■ OPDRACHT A
Haal uit de lijst verderop elke regel die de string "white" bevat.

■ BRONTEKST
—————

Diesel
Hoe “Diesel” ontstond.
Het is een lang en ingewikkeld verhaal………. zonder eind… Heb je even?
Nadat ik in 1976 Kayak had verlaten werd ik producer in vaste dienst bij platenmaatschappij EMI/Bovema. Oud-Kayakproducer Gerrit-Jan Leenders had me de baan aangeboden, en onder andere vanwege mijn onvrede met de gang van zaken bij Kayak was ik er op ingegaan. Ik had al jaren de ambitie om te gaan produceren en had, vanaf de eerste Kayak-opname, Gerrit-Jan uiterst hinderlijk voor de voeten gelopen. “Je wist het toch altijd beter? Je krijgt nu van mij de kans om het te laten zien”, zo lichtte hij zijn aanbod toe.
Al snel bleek produceren in een vast dienstverband een verre van ideale situatie voor me te zijn. Gerrit-Jan had evenwel, vlak na mijn indiensttreding, gevraagd of er bepaalde dingen waren die ik graag wilde doen. Mijn antwoord daarop was: “ja, iets met Robbie Vunderink”.
Daarop wendde Gerrit-Jan zijn blik af en zei zachtjes “o, nee……..” en op mijn vragende blik mompelde hij iets in de trant van “niet mee te werken”.
Daar schrok ik van, want als iemand dat zou kunnen weten, was het Gerrit-Jan wel, dacht ik. Hij was immers de eerste producer van de band “The Hammer” waar Robbie tot voor kort deel van had uitgemaakt. Die band had tevens hetzelfde management als Kayak. Daardoor kreeg ik regelmatig opnames van ze te horen, waaraan met name de stem en het nogal onorthodoxe gitaarspel van Robbie me waren opgevallen. Ik besloot Gerrit-Jan’s waarschuwing te laten voor wat-ie was en nam contact op met Robbie. Nadat ik hem had uitgelegd wat ik van plan was, (nl. zijn nummer “Oh Lord” opnieuw opnemen) reageerde hij verbaasd over het feit dat er überhaupt nog iemand bestond die geïnteresseerd was in hem als muzikant. Niet lang daarna namen we met zijn tweeën (Robbie gitaren, bas en zang, ik drums en keyboards) “Oh Lord” inderdaad op.

—————

■ OPDRACHT B
Zet het verhaal hierboven over het ontstaan van Diesel voort, te beginnen na de laatste zin.

—————

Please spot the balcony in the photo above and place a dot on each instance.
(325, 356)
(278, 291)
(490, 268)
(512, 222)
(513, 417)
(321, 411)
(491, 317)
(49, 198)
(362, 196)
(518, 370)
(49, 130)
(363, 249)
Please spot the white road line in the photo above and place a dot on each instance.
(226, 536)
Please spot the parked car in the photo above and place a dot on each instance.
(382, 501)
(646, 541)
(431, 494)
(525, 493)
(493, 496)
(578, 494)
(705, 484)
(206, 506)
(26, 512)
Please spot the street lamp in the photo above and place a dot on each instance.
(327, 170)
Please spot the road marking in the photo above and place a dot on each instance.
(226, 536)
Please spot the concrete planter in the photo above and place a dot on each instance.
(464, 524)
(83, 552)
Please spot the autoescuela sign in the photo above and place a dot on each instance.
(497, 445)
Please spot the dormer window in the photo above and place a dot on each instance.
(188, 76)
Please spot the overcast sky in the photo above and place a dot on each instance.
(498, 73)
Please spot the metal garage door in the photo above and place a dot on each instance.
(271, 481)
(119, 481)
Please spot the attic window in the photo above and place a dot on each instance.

—————

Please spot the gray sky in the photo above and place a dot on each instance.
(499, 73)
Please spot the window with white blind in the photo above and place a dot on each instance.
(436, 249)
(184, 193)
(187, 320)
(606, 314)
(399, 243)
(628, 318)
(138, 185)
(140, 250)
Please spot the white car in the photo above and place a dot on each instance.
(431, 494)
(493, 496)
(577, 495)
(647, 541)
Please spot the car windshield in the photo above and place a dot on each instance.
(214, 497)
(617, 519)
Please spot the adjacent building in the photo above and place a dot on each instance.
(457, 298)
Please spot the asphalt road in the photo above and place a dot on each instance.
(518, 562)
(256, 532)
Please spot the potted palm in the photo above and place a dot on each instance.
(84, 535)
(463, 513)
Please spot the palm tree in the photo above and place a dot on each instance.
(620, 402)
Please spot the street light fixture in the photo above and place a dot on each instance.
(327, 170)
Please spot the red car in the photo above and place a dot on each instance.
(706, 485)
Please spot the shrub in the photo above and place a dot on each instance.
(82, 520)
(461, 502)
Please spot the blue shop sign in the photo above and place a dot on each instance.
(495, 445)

—————

■ ANTWOORD A
Please spot the white road line in the photo above and place a dot on each instance.
Please spot the window with white blind in the photo above and place a dot on each instance.
Please spot the white car in the photo above and place a dot on each instance.

■ ANTWOORD B
Of-ie nou lastig was of niet, ik kon prima met Robbie opschieten, bovendien was iedereen over het resultaat zeer te spreken, zelfs EMI. Kort daarna, in 1977, werd het als single uitgebracht (met op de B-kant mijn nummer “Stop Wastin’ Your Time”) onder de naam “Concrete”.
Die naam was niet helemaal uit de lucht komen vallen. “Oh Lord” was een nogal heavy nummer, en de enige kans op airplay zou zijn geweest bij Alfred Lagarde’s “Beton-uur”, vandaar.
Het plan werkte: Alfred draaide de plaat regelmatig, het begin was er.
In de loop van 1978 werd het duidelijk dat ik mijn baan als producer in vaste dienst bij EMI-Bovema niet lang zou volhouden. Voortdurende veranderingen in de structuur van het bedrijf (volgens sommige werknemers was “Bovema” de afkorting van “Bij Ons Verandert Elke Maand Alles”) waren er de oorzaak van dat in oktober van dat jaar niet alleen ik, maar de GEHELE productie-afdeling -inclusief secretaresses- teleurgesteld en boos ontslag nam.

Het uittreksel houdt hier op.